Part of a data file
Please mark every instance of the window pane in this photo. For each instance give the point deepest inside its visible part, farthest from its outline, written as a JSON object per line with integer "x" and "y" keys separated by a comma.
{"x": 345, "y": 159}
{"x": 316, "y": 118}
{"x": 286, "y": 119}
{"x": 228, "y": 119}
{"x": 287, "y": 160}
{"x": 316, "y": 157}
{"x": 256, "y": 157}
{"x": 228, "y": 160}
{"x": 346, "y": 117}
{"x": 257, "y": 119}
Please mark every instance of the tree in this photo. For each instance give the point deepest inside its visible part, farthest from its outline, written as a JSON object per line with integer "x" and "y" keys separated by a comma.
* * *
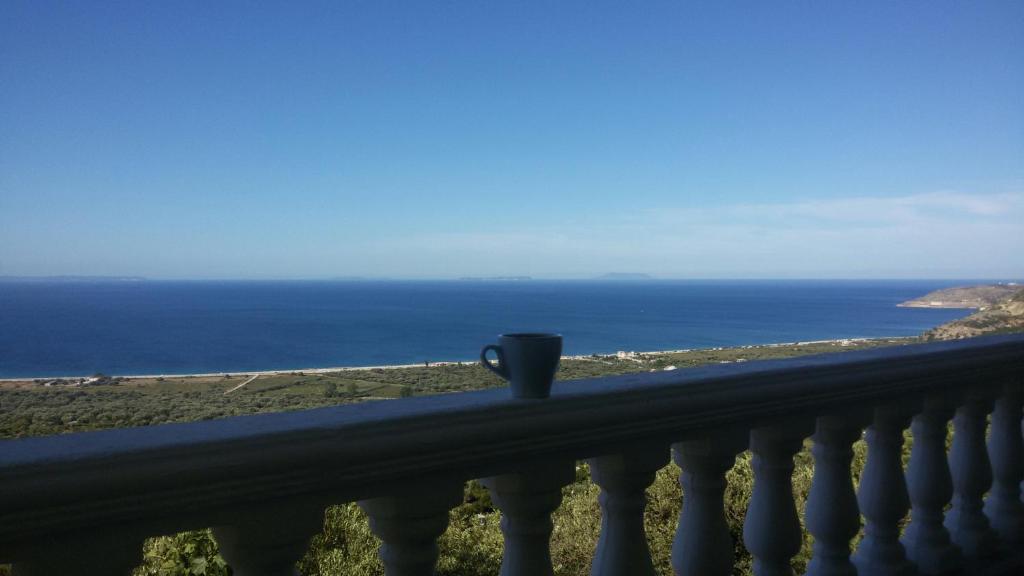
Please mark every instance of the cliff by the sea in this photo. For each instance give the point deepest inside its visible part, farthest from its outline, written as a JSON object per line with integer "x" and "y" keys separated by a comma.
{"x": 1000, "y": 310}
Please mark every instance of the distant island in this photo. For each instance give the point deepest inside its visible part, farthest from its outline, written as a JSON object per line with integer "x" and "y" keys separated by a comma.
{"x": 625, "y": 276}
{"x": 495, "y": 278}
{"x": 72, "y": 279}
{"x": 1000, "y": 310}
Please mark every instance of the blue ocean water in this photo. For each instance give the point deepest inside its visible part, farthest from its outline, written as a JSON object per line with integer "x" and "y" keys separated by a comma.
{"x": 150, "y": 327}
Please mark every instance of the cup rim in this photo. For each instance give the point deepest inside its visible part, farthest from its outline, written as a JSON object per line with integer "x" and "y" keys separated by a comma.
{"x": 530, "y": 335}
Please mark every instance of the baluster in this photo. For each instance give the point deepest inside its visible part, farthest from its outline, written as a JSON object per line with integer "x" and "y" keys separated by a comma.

▸ EXERCISE: Pull out every line of the material above that contains the string "ocean". Case matters.

▸ TASK RESPONSE:
Please mark every instance of the blue ocean water in this photo. For each instance give the point deepest inside its visible part, farthest from its outline, written as a JSON object per line with integer "x" and "y" keys separated by a comma.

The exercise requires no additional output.